Passage for review below:

Objectives: To study the feasibility and effectiveness of a discharge planning intervention.
Design: Quasi-experimental pre-post study design.
Setting: General medicine wards at three hospitals: an academic medical center, a community teaching hospital, and a community-based nonteaching hospital.
Participants: All patients aged 65 and older admitted to the hospitalist services.
Intervention: The intervention toolkit had five core elements: admission form with geriatric cues, facsimile to the primary care provider, interdisciplinary worksheet to identify barriers to discharge, pharmacist-physician collaborative medication reconciliation, and predischarge planning appointments.
Measurements: Thirty-day readmission and return to emergency department rates and patient satisfaction with discharge. Odds ratios were determined, and site effects were examined accordig to interaction terms and Breslow Day statistics.
Results: Two hundred thirty-seven patients were followed during the preintervention period, and 185 were exposed to the intervention. Patients characteristics were similar across the two time periods. The proportion of patients with high-quality transitions home, measured according to Coleman's Care Transition Measures, increased from 68% to 89% (odds ratio (OR)=3.49, 95% confidence interval (CI)=2.06-5.92). Return to the emergency department within 3 days of discharge was lower in the intervention period (10% vs 3%, OR=0.25, 95% CI=0.10-0.62). At 30 days, there was a lower rate of readmission (22% vs 14%, OR=0.59, 95% CI=0.34-0.97) and fewer visits to the emergency department (21% vs 14%, OR=0.61, 95% CI=0.36-1.03) (P=.06).
Conclusion: When hospitalized elderly patients are treated with consideration of their specific needs, healthcare outcomes can be improved.

End of Passage for review.
Input data below:

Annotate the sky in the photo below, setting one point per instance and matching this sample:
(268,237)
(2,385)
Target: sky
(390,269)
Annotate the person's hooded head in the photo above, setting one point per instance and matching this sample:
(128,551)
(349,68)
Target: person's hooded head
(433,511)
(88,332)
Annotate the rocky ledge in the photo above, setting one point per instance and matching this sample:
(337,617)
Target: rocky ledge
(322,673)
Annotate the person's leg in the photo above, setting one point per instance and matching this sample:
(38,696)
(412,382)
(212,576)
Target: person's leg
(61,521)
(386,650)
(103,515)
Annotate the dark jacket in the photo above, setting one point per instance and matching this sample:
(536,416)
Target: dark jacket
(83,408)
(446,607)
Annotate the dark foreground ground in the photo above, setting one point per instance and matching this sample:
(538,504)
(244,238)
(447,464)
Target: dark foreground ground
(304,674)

End of Input data.

* Work order A *
Please quote the discharge planning abstract between "Measurements: Thirty-day readmission" and "Breslow Day statistics.", inclusive.
* Work order B *
In the discharge planning abstract, how many patients were exposed to the intervention?

* Task solution A *
Measurements: Thirty-day readmission and return to emergency department rates and patient satisfaction with discharge. Odds ratios were determined, and site effects were examined accordig to interaction terms and Breslow Day statistics.

* Task solution B *
185 patients.